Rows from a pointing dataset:
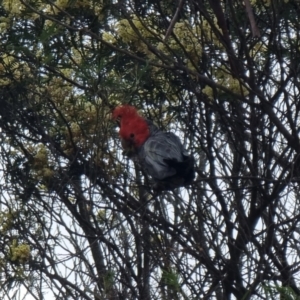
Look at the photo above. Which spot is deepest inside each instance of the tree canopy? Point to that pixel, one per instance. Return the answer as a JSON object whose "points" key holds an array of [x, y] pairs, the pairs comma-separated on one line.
{"points": [[78, 220]]}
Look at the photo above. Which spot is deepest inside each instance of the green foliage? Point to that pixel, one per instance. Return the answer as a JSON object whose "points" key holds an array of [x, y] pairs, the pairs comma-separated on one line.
{"points": [[79, 220]]}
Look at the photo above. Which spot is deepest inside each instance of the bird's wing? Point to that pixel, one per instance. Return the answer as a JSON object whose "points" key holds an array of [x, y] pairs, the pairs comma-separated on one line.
{"points": [[157, 150]]}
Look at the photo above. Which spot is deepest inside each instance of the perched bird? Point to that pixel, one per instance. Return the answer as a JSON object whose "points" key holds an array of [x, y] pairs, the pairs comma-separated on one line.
{"points": [[160, 154]]}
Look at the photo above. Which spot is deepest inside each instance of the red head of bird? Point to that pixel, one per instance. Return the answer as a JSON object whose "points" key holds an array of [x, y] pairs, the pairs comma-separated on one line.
{"points": [[134, 129]]}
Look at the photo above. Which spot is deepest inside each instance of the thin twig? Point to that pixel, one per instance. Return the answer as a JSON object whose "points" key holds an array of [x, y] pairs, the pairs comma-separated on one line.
{"points": [[254, 28], [172, 24]]}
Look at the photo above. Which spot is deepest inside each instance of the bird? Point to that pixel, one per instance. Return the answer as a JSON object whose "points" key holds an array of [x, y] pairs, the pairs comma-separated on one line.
{"points": [[160, 154]]}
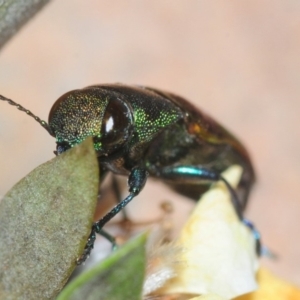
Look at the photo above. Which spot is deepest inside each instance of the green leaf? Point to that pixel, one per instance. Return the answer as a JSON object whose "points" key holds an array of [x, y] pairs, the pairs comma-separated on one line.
{"points": [[118, 277], [45, 221]]}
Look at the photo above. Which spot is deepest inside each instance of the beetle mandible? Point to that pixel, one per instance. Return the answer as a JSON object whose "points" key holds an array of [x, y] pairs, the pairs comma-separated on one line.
{"points": [[141, 131]]}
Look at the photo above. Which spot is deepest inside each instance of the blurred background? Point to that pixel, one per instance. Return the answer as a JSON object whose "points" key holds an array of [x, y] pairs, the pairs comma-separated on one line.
{"points": [[237, 60]]}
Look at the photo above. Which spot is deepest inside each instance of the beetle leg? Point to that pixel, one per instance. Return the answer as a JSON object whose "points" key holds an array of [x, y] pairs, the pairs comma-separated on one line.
{"points": [[117, 194], [136, 181], [90, 244], [199, 175]]}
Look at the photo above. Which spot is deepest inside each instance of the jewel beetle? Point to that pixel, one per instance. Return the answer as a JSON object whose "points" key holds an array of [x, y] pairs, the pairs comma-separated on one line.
{"points": [[140, 132]]}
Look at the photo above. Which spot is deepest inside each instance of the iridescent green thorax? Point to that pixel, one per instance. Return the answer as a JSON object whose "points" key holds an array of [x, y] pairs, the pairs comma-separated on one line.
{"points": [[148, 125], [78, 115]]}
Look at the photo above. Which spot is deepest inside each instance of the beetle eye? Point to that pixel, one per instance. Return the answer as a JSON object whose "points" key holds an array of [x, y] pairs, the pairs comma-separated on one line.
{"points": [[61, 147], [116, 125]]}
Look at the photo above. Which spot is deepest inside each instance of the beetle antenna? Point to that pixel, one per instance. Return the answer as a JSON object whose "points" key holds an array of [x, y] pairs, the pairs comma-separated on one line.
{"points": [[29, 113]]}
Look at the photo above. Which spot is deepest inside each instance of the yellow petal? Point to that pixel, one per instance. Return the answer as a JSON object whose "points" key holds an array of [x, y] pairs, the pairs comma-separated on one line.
{"points": [[209, 297], [218, 250], [272, 288]]}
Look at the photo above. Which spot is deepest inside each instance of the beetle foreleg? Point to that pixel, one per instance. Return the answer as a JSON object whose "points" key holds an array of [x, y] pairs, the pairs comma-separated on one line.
{"points": [[136, 181]]}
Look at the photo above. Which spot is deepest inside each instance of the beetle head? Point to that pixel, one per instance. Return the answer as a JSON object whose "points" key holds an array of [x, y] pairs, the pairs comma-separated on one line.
{"points": [[94, 112]]}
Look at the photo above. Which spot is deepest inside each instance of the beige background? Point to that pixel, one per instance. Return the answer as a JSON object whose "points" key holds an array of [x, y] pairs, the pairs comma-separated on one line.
{"points": [[238, 60]]}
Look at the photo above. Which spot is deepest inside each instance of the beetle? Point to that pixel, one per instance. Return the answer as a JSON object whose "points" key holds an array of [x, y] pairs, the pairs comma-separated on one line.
{"points": [[142, 131]]}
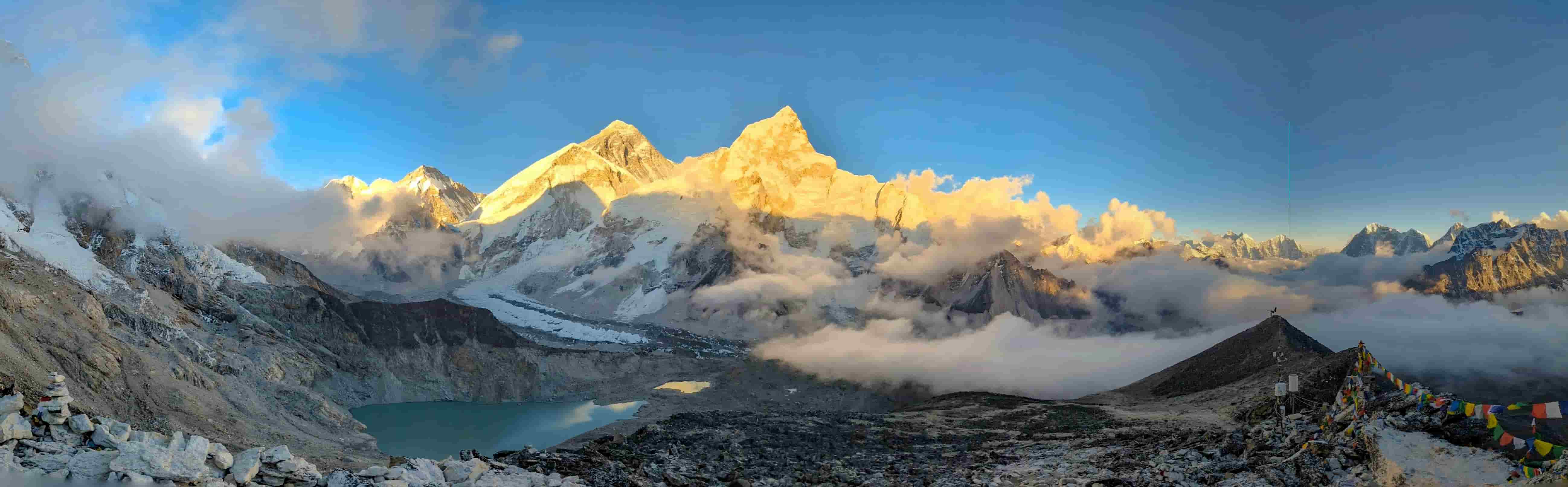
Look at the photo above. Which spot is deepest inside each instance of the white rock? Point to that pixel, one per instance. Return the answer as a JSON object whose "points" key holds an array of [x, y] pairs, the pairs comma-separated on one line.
{"points": [[245, 466], [48, 463], [184, 466], [222, 460], [303, 472], [10, 405], [137, 478], [423, 472], [92, 466], [81, 425], [111, 434], [277, 455], [15, 428]]}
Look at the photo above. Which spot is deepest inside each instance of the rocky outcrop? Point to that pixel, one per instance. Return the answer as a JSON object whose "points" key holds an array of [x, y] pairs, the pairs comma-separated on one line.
{"points": [[1496, 257], [1448, 237], [1235, 245], [1003, 284], [1383, 240], [626, 146], [1260, 350]]}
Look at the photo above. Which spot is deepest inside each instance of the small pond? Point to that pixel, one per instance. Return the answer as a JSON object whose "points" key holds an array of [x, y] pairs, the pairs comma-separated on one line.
{"points": [[686, 386], [440, 430]]}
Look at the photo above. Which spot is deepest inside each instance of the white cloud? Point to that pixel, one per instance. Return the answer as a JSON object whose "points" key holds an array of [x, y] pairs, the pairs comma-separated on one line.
{"points": [[1503, 217], [194, 116], [501, 46], [1558, 221]]}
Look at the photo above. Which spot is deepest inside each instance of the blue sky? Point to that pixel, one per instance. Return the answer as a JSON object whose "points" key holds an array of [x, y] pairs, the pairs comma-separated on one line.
{"points": [[1403, 112]]}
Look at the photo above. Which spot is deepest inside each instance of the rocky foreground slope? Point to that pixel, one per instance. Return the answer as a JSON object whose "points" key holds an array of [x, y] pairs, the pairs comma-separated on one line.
{"points": [[248, 348]]}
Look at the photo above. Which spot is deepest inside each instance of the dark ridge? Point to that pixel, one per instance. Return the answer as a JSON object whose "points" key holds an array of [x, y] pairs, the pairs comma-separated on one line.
{"points": [[1254, 352]]}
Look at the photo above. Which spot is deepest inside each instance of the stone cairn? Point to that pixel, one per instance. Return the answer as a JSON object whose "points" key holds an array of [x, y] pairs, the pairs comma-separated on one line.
{"points": [[56, 408], [52, 442]]}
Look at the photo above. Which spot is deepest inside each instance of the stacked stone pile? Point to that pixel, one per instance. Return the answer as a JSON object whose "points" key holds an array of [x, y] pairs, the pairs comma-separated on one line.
{"points": [[52, 442]]}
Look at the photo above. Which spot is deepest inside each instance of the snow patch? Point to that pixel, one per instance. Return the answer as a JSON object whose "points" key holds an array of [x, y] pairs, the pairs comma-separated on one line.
{"points": [[54, 245], [1423, 460], [644, 303]]}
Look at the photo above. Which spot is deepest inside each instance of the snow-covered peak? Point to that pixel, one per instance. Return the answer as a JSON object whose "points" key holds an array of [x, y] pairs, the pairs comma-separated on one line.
{"points": [[1373, 237], [353, 185], [426, 179], [778, 140], [1448, 237], [568, 165], [1490, 236], [628, 148]]}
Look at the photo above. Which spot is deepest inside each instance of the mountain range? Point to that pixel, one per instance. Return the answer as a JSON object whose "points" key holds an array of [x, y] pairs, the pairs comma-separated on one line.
{"points": [[1379, 240], [611, 229]]}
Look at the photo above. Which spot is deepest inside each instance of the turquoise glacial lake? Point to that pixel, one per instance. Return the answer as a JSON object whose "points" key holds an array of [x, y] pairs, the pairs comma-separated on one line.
{"points": [[441, 430]]}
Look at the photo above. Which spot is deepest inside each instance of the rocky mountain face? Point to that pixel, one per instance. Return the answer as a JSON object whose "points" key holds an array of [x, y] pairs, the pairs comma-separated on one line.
{"points": [[999, 286], [553, 231], [1496, 257], [247, 347], [1373, 237], [1235, 245], [626, 146], [1257, 352], [1448, 237], [441, 199], [982, 439]]}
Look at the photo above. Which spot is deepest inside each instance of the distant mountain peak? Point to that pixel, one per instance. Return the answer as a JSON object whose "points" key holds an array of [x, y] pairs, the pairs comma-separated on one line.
{"points": [[1370, 239], [628, 148], [1260, 350], [777, 137]]}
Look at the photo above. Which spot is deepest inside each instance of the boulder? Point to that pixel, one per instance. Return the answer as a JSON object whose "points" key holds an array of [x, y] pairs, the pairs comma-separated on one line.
{"points": [[8, 456], [48, 463], [10, 405], [277, 455], [302, 472], [111, 436], [81, 425], [245, 466], [465, 472], [175, 464], [423, 472], [65, 436], [220, 456], [342, 478], [92, 466], [137, 478], [15, 428]]}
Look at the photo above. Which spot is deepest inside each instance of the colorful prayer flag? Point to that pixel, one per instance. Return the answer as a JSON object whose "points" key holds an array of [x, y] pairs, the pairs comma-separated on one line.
{"points": [[1548, 411]]}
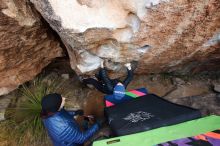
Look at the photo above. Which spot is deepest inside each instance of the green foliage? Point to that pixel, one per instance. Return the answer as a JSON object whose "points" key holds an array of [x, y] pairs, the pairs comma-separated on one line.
{"points": [[24, 120]]}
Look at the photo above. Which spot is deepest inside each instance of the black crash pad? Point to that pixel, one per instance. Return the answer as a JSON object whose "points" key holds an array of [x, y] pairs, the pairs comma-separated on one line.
{"points": [[145, 113]]}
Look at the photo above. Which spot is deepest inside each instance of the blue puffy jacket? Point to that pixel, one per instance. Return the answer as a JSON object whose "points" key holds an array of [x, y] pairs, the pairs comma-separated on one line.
{"points": [[64, 131]]}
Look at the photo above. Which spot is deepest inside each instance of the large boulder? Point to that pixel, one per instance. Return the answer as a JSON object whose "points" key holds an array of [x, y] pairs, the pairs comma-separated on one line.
{"points": [[26, 44], [183, 36]]}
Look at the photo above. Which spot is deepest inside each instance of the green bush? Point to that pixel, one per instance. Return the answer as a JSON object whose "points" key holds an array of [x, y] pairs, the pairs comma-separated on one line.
{"points": [[24, 124]]}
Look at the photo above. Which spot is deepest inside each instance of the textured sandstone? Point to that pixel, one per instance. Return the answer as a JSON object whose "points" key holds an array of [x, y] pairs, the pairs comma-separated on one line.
{"points": [[183, 35], [26, 44]]}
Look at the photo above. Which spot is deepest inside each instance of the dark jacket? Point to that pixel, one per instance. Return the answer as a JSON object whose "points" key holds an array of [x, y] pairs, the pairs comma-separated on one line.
{"points": [[64, 131]]}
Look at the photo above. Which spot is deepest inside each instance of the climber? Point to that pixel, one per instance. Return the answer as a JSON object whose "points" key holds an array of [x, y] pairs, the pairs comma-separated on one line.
{"points": [[60, 124], [105, 84]]}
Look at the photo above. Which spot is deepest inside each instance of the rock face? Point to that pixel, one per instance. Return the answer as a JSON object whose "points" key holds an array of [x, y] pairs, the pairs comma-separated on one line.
{"points": [[183, 36], [26, 44]]}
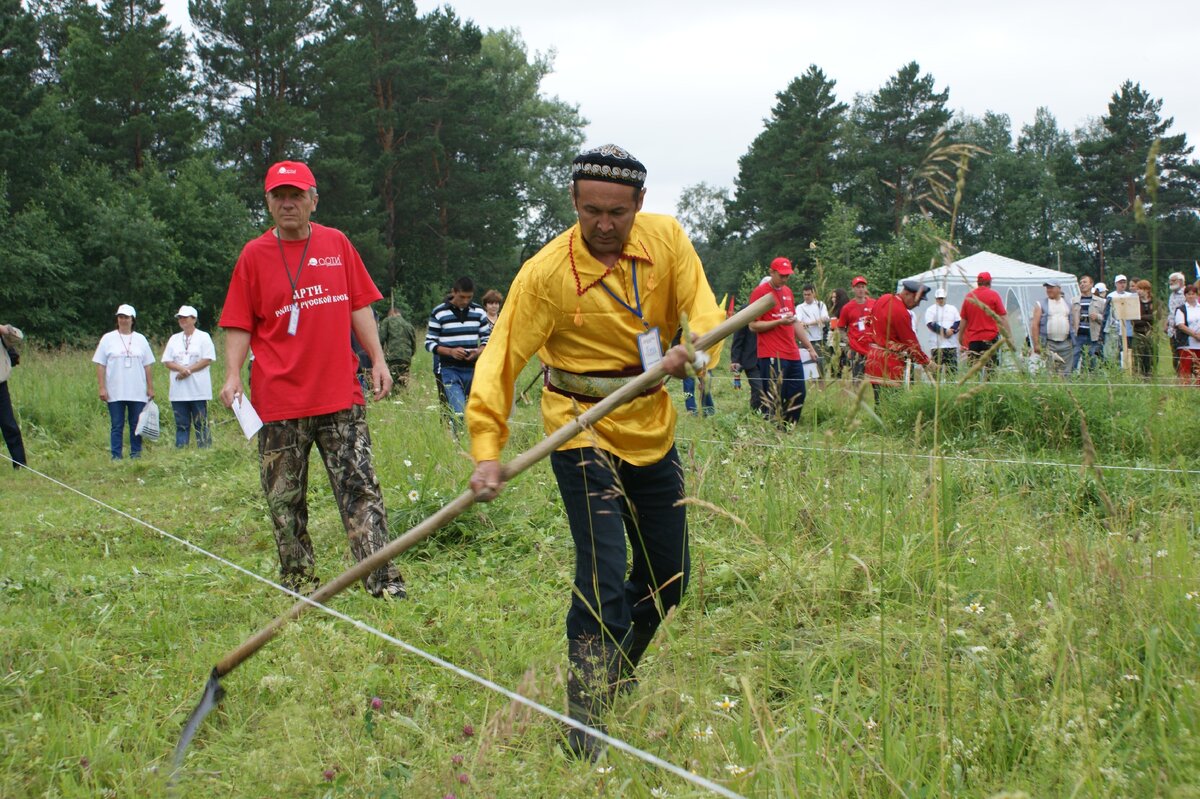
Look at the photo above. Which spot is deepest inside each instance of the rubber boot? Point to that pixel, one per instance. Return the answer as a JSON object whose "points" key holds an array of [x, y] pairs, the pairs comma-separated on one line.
{"points": [[636, 643], [591, 684]]}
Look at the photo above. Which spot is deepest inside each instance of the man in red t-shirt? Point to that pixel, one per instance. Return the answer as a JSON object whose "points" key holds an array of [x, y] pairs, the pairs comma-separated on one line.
{"points": [[979, 330], [297, 293], [893, 340], [856, 320], [780, 371]]}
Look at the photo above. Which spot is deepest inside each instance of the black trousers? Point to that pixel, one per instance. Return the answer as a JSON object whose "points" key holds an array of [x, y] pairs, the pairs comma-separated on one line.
{"points": [[10, 428], [607, 502]]}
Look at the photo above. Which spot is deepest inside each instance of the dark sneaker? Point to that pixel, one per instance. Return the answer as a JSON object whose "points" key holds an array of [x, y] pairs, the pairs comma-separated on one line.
{"points": [[393, 590]]}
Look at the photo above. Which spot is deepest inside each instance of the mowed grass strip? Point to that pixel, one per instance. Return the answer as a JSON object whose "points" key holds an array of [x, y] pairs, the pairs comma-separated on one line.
{"points": [[856, 625]]}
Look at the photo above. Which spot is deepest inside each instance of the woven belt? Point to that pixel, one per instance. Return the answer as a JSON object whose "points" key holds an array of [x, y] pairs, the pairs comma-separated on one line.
{"points": [[593, 386]]}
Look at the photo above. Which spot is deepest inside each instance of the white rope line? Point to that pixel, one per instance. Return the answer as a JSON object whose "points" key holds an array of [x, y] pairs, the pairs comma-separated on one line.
{"points": [[952, 382], [965, 458], [616, 743]]}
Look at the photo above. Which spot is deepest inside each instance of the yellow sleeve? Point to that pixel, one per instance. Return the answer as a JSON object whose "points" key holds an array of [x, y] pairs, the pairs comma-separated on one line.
{"points": [[696, 295], [523, 326]]}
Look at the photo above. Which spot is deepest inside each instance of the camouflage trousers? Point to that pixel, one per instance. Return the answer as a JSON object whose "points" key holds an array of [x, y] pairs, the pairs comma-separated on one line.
{"points": [[399, 371], [345, 445]]}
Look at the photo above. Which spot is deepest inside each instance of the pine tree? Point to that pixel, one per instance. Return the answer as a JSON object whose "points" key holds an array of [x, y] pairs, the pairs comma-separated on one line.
{"points": [[893, 131], [258, 77], [785, 180], [126, 77]]}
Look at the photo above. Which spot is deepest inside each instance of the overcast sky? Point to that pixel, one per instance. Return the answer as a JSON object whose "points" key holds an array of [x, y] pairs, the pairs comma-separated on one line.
{"points": [[685, 86]]}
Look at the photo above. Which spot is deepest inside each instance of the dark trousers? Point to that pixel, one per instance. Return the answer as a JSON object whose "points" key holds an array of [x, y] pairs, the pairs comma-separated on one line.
{"points": [[947, 358], [689, 397], [10, 427], [189, 414], [781, 396], [977, 348], [120, 410], [607, 502]]}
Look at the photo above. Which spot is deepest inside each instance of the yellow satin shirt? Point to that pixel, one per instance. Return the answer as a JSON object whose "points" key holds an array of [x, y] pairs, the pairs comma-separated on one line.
{"points": [[544, 314]]}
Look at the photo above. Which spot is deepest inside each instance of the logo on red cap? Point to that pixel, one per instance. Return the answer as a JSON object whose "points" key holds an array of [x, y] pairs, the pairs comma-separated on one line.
{"points": [[289, 173]]}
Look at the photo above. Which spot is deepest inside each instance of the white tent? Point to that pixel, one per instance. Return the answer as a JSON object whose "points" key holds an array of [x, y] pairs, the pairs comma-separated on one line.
{"points": [[1018, 283]]}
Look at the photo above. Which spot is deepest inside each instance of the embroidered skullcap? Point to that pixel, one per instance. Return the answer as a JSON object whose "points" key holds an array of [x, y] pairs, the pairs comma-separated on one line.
{"points": [[610, 163]]}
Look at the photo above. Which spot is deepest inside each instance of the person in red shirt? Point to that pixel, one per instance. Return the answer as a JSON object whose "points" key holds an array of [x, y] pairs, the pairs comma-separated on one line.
{"points": [[893, 340], [856, 320], [297, 293], [983, 314], [780, 372]]}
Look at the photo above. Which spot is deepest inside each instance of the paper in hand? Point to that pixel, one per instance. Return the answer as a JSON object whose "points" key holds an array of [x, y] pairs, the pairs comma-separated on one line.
{"points": [[246, 415]]}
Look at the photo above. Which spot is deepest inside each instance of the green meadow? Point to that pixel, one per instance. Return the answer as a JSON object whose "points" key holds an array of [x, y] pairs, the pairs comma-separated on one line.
{"points": [[953, 595]]}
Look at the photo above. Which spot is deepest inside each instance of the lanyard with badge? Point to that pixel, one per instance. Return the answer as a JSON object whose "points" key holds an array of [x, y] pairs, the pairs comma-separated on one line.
{"points": [[294, 318], [129, 350], [649, 344]]}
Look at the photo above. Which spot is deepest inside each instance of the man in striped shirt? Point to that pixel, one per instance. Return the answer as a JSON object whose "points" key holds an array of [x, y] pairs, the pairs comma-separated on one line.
{"points": [[456, 336]]}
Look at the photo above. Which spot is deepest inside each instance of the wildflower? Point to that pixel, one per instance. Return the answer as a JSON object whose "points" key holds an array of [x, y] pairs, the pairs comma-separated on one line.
{"points": [[726, 703]]}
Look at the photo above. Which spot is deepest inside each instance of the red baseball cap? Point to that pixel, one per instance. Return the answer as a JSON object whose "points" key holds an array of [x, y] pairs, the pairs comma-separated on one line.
{"points": [[289, 173]]}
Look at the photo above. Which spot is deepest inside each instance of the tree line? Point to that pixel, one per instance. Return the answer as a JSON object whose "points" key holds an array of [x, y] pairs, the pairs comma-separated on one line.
{"points": [[894, 180], [131, 162]]}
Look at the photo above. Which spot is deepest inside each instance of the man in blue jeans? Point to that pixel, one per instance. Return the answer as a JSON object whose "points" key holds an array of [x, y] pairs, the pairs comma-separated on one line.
{"points": [[456, 335]]}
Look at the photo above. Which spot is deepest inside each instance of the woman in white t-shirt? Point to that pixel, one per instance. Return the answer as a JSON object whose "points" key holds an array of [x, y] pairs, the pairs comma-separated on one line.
{"points": [[189, 355], [123, 367], [1187, 320]]}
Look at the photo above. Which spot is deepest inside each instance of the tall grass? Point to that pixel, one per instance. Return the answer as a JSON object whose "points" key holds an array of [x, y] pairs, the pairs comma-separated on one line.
{"points": [[880, 624]]}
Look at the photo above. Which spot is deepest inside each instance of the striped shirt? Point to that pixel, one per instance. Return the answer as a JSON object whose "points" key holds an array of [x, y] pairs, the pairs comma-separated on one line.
{"points": [[450, 326]]}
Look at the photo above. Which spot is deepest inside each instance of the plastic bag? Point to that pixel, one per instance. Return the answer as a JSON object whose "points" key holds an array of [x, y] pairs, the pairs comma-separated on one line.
{"points": [[148, 422]]}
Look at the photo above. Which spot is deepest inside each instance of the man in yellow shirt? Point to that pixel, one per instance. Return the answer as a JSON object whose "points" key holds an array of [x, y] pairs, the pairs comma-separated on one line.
{"points": [[597, 305]]}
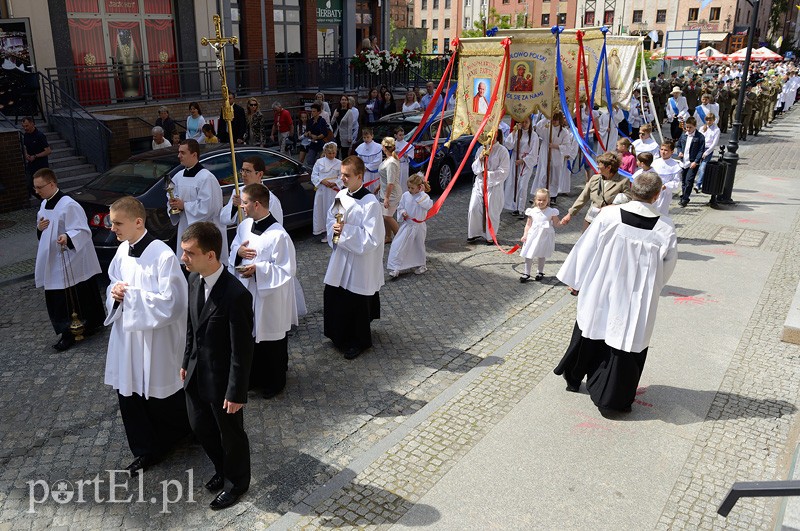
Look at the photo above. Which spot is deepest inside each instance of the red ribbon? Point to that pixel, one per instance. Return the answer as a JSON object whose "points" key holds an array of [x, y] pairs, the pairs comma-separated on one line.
{"points": [[448, 74]]}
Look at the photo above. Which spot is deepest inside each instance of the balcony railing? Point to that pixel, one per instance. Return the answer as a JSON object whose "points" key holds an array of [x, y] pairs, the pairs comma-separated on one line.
{"points": [[109, 84]]}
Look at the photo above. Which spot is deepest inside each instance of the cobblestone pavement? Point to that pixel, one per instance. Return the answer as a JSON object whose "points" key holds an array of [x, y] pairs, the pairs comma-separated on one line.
{"points": [[314, 454]]}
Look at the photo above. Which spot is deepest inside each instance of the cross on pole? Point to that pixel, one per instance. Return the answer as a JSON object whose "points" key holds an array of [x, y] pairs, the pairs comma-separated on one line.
{"points": [[218, 45]]}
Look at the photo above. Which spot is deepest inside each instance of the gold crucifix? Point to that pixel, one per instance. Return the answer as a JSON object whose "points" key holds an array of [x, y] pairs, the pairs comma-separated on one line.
{"points": [[218, 44]]}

--- WORK INSTRUCTIONS ---
Locate the line that contains "of the cobblestone". Repeat it and every line after it, up to and including the final line, exactly.

--- RESULT ---
Look at the photo above. Which spot is deepest inside each instance of the cobblestone pavement? Point to that pixel, one per instance. Return the answer as a JSON object whose "points" key holds an array of [x, y] pairs, the pairs comma-separated on one line.
{"points": [[314, 454]]}
Look at the photo above. Which spot is deepest inside each instance of the cross on pole? Point to that pixel, one per instance. Return the answer as a JSON object whose "points" key holds an array of [x, y] pairs, the pairs comma-separated on one line.
{"points": [[218, 45]]}
Look at the photo above. Which spot is deepest inside each instance of the gold crucifix? Point to that pixel, one per instance. Return the answer as a JSON object whose "points" key holds an array of [x, y] pairs, the pairs comma-separated on one line.
{"points": [[218, 44]]}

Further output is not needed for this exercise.